REQUEST:
Count the lines in the listing below that contain the word "building", and give only that number.

RECORD SET:

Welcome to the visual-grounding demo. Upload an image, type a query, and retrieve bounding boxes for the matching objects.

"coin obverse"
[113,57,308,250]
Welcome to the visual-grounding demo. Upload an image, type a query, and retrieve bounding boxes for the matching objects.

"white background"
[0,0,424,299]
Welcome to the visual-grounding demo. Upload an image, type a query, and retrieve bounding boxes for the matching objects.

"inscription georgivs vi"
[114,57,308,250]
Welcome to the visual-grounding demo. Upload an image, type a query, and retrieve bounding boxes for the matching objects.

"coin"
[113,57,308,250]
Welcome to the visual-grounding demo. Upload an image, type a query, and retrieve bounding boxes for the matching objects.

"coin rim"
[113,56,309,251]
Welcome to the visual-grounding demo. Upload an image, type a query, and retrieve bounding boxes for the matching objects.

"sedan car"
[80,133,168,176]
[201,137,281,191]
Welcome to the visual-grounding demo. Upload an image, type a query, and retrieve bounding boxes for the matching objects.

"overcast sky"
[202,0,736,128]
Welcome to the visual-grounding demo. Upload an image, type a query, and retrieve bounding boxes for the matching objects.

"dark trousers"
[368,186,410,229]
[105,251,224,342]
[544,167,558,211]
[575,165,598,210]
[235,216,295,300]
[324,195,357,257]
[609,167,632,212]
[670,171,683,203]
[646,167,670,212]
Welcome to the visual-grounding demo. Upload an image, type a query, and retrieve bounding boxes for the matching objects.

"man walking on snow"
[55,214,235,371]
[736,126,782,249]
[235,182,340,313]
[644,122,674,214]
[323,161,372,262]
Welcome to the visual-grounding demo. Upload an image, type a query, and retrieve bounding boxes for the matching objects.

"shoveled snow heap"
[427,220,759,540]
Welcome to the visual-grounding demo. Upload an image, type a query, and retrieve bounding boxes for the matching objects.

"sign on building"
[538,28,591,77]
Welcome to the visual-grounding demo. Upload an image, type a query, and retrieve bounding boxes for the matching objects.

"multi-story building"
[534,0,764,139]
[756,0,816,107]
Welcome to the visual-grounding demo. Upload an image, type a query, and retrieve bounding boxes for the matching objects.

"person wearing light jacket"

EXERCISE RESPONSE:
2